## Daftar Tugas
A: Ketik ulang bagian teks tentang ISIS dari "Beberapa bulan yang" sampai "di Timur Tengah.".
B: Tolong terjemahkan kalimat dari teks tentang ISIS ini ke dalam bahasa Inggris: "Buku ini ingin memperjelas posisi apa yang disebut ISIS (Islamic State of Iraq and al-Sham) di Timur Tengah."

## Kutipan Dokumen
[caption caption="Buku Pedang Sang "][/caption]
Hari ini, Jumat, 8 Februari 2019, saya dikirimi sebuah video tentang situasi di Irak yang masih ada sisa-sisa gerilyawan Negara Islam di Irak (ISI). Kemudian meluas ke Suriah menjadi ISIS.
Beberapa bulan yang lalu, saya membaca sebuah buku berjudul Pedang Sang Kalifah, ISIS dan Ancaman Radikalisasi dalam Perang Saudara di Suriah dan Irak , ditulis oleh Nino Oktorino dan diterbitkan oleh PT.Elex Media Komputindo tahun 2015. Buku ini menarik untuk disimak. Buku ini ingin memperjelas posisi apa yang disebut ISIS (Islamic State of Iraq and al-Sham) di Timur Tengah.
Sebagaimana informasi yang saya baca ketika berkunjung ke Irak, September 2014 lalu, ISIS ini muncul setelah Presiden Irak Saddam Hussein jatuh dan seluruh Irak diduduki oleh Amerika Serikat. Pendudukan Irak dan penyerangan ke Irak oleh Amerika Serikat dan sekutunya Inggris menyebabkan Perdana Menteri Inggris waktu itu, Tony Blair meminta maaf, karena intelijen telah melakukan kesalahan besar, ujar Blair dalam wawancara dengan pembawa acara GPS di CNN Fareed Zakaria, Minggu, 25 Oktober 2015.

## Cuplikan Data
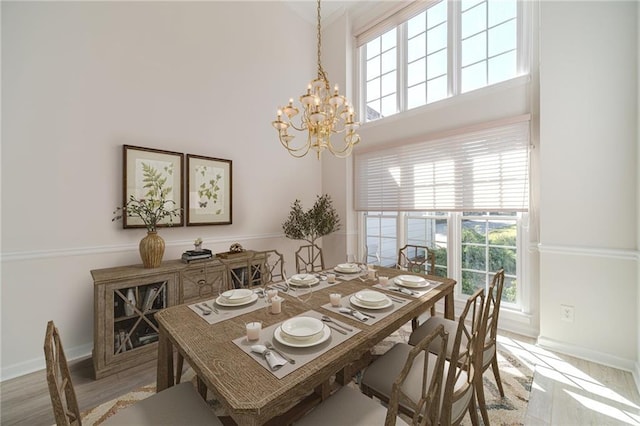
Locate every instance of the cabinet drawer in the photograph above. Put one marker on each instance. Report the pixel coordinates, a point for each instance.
(201, 282)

## Jawaban Per Tugas
A:
Beberapa bulan yang lalu, saya membaca sebuah buku berjudul Pedang Sang Kalifah, ISIS dan Ancaman Radikalisasi dalam Perang Saudara di Suriah dan Irak , ditulis oleh Nino Oktorino dan diterbitkan oleh PT.Elex Media Komputindo tahun 2015. Buku ini menarik untuk disimak. Buku ini ingin memperjelas posisi apa yang disebut ISIS (Islamic State of Iraq and al-Sham) di Timur Tengah.

B: This book seeks to clarify the position of what is called ISIS (Islamic State of Iraq and al-Sham) in the Middle East.